#### EXCERPTED TEXT
+++++

Add model card

7515abf verified about 16 hours ago

5.07 kB

language:
  - multilingual
license: apache-2.0
base_model: answerdotai/ModernBERT-large
tags:
  - text-classification
  - multi-label-classification
  - topic-classification
  - modernbert
  - metacurate
pipeline_tag: text-classification
model-index:
  - name: topic-classifier-v13
    results:
      - task:
          type: text-classification
          name: Multi-label Topic Classification
        metrics:
          - type: f1
            value: 0.7017
            name: Tuned Macro F1 (F1-optimized thresholds)
          - type: precision
            value: 0.7578
            name: Macro Precision (precision-biased thresholds)
          - type: f1
            value: 0.6409
            name: Tuned Micro F1

topic-classifier-v13

Multi-label topic classifier for tech/AI web content, fine-tuned from answerdotai/ModernBERT-large.

Developed by Metacurate to classify ingested web documents into 516 granular tech/AI topic labels, supporting content discovery and filtering.

+++++

Collected data:
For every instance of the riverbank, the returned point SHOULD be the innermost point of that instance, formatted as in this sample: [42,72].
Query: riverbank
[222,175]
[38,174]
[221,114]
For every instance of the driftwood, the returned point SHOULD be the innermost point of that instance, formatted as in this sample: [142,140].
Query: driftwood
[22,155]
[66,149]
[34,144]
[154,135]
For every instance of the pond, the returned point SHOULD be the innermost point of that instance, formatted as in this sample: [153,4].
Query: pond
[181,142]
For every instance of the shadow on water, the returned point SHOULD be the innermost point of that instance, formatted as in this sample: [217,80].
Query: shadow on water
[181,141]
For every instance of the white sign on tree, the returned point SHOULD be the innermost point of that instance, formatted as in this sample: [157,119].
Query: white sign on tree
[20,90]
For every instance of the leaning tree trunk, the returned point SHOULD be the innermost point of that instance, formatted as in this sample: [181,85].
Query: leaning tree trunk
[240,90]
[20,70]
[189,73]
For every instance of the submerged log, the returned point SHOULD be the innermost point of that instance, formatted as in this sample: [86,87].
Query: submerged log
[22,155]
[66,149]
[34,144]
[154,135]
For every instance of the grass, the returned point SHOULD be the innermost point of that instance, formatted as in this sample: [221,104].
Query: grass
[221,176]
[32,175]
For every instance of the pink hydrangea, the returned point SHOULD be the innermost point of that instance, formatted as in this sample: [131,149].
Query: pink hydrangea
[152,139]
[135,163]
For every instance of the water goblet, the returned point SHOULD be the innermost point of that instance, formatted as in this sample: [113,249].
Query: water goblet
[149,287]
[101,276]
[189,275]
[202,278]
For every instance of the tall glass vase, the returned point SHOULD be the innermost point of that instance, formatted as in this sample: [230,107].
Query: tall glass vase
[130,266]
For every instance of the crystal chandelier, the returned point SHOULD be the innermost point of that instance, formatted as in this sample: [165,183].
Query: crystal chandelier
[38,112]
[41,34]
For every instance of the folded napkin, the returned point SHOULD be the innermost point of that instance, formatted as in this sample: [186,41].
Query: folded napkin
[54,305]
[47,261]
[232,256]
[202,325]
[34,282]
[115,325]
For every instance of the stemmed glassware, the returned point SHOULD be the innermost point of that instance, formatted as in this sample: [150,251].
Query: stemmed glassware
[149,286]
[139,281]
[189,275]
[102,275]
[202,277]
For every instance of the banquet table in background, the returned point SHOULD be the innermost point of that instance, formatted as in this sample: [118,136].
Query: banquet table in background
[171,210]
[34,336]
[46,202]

+++++

#### WHAT THE TASK REQUIRES
Can you set down, word for word, everything in the model card above from "Multi-label topic classifier" down to "discovery and filtering."?

#### EXERCISE SOLUTION
Multi-label topic classifier for tech/AI web content, fine-tuned from answerdotai/ModernBERT-large.

Developed by Metacurate to classify ingested web documents into 516 granular tech/AI topic labels, supporting content discovery and filtering.